• _Data for the task_:
>>>>

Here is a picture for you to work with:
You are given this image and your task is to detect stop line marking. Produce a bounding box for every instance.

<<<<
>>>>

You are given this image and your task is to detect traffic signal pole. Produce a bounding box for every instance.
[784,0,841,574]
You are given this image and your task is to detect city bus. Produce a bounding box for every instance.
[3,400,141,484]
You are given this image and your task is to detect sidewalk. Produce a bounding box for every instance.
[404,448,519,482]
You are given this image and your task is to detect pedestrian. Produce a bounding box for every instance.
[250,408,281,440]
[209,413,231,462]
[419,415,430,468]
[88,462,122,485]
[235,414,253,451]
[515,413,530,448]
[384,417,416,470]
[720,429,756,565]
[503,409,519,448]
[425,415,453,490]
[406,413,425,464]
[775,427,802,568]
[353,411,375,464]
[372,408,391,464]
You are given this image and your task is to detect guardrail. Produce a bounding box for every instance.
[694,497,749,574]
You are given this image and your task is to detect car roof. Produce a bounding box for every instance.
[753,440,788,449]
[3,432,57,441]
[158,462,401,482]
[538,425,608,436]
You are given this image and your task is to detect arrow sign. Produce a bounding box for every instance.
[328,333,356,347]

<<<<

• _Requirement_: Format everything from the item containing "roof. Produce a bounding box for every instance." down to the one containing "[328,333,356,347]" as a two-column CSV with the headers text and answer. Give one row per item, with its text and its answer each in a single quoted field and any line breaks replaced by spaces.

• _Exercise answer_:
text,answer
"You are given this image and your task is to detect car roof. Produce a bounding box for every instance.","[753,440,788,449] [3,432,57,441] [158,462,401,482] [538,425,608,436]"
"You are given this image and your task is to detect arrow sign. Produce a bounding box for every instance.","[328,333,356,347]"